▸ Questions to answer
A – According to the evaluation notebook introduction below, which passage dataset was the course's own test dataset built on?
B – Write the next part of the evaluation notebook introduction below, starting after its final sentence.

Given text Block Start

# Information Retrieval Lab WiSe 2024/2025: Evaluation

This Jupyter notebook serves as an example on how to evaluate the research hypothesis that you developed throughout the course.

We used a subset of the TREC 2019/2020 Deep Learning tracks on the MS MARCO v1 passage dataset for developing the systems and to formulate the research hypothesis, this dataset is loaded into the PyTerrier dataset `pt_training_dataset` below (having the dataset id `ir-lab-wise-2024/subsampled-ms-marco-deep-learning-20241201-training`).

Furthermore, we developed an own test dataset together throughout the course on the MS MARCO v2.1 passage dataset. You can use this dataset to test if your research hypothesis was true on an unseen evaluation corpus. This dataset is loaded into the PyTerrier dataset `pt_test_dataset` below (having the dataset id `ir-lab-wise-2024/subsampled-ms-marco-ir-lab-20250105-test`).

Given text Block End
Extracted information Block Start

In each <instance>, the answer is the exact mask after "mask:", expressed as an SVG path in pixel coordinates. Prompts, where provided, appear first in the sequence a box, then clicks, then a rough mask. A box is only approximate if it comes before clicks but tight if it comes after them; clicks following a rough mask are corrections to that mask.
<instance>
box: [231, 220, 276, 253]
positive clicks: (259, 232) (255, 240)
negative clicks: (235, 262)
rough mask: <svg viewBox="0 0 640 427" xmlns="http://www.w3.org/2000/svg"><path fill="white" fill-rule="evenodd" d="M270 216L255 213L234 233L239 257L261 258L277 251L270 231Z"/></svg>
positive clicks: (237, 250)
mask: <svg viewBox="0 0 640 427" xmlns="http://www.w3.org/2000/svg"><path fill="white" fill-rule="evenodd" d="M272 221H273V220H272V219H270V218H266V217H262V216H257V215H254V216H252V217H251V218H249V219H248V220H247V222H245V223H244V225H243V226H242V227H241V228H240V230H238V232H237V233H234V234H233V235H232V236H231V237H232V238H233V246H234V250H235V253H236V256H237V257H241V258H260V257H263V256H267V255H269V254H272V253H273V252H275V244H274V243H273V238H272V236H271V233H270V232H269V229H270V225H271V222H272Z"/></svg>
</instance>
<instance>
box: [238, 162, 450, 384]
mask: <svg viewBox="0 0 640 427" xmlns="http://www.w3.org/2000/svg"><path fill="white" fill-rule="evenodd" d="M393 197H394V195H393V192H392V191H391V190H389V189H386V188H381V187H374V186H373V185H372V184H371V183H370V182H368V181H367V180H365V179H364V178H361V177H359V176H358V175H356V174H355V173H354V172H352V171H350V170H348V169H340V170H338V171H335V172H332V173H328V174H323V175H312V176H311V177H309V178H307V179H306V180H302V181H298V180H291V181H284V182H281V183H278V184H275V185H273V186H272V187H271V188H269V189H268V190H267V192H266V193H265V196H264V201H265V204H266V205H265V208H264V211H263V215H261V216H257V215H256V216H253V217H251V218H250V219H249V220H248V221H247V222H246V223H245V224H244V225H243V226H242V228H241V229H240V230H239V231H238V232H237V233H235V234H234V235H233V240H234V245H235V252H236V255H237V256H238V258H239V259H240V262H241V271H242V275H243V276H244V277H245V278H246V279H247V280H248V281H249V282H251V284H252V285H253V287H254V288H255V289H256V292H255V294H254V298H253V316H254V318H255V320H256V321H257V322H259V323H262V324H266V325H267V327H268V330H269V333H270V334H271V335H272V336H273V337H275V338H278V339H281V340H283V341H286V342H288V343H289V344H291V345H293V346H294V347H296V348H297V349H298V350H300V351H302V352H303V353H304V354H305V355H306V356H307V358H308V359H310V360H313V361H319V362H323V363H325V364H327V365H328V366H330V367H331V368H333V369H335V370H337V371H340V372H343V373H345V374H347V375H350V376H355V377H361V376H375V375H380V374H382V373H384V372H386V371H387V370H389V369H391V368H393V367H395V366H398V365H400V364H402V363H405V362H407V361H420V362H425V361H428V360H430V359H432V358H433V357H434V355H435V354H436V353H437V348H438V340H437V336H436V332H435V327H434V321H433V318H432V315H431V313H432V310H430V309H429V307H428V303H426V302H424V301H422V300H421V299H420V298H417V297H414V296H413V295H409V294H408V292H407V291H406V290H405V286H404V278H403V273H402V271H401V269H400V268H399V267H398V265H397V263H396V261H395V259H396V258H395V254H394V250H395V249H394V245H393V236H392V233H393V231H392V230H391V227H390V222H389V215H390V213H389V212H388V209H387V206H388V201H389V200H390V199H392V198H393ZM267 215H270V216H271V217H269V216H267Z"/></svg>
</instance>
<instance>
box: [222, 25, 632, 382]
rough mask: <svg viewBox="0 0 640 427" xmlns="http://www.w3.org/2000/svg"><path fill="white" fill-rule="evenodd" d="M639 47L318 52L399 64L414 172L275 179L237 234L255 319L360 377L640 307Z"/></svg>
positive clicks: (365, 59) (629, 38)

Extracted information Block End

▸ Answers
A – The MS MARCO v2.1 passage dataset.

B –
### Step 1: Ensure Libraries are installed

We install the dependencies and clean up old versions of the test dataset that had no qrels available

In [None]:
!pip3 install 'tira>=0.0.141' ir-datasets 'python-terrier==0.10.0'

In [1]:
# remove cached versions of the dataset that might not have the qrels
!rm -Rf ~/.tira/extracted_datasets/ir-lab-wise-2024/subsampled-ms-marco-ir-lab-20250105-test
!rm -Rf ~/.tira/.archived

### Step 2: Import Dependencies and Load Datasets

In [None]:
from tira.third_party_integrations import ensure_pyterrier_is_loaded
from tira.rest_api_client import Client
from ir_measures import nDCG, Judged, RR

ensure_pyterrier_is_loaded()
tira = Client()

from pyterrier import get_dataset, Experiment

pt_training_dataset = get_dataset('irds:ir-lab-wise-2024/subsampled-ms-marco-deep-learning-20241201-training')
pt_test_dataset = get_dataset('irds:ir-lab-wise-2024/subsampled-ms-marco-ir-lab-20250105-test')

### Step 3: Load the runs for the Evaluations

In [4]:
MY_TEAM = 'ir-wise-24-tutors'
MY_APPROACH = 'Retrieval Baseline'

trainings_run = tira.pt.from_retriever_submission(f'ir-lab-wise-2024/{MY_TEAM}/{MY_APPROACH}', dataset=pt_training_dataset)

test_run = tira.pt.from_retriever_submission(f'ir-lab-wise-2024/{MY_TEAM}/{MY_APPROACH}', dataset=pt_test_dataset)

### Step 4: Evaluation on the Training Dataset

In [5]:
Experiment(
    retr_systems = [trainings_run],
    names = [MY_APPROACH],
    eval_metrics = [nDCG@10, nDCG(judged_only=True)@10, RR@10, Judged@10],
    topics = pt_training_dataset.get_topics('title'),
    qrels = pt_training_dataset.get_qrels(),
)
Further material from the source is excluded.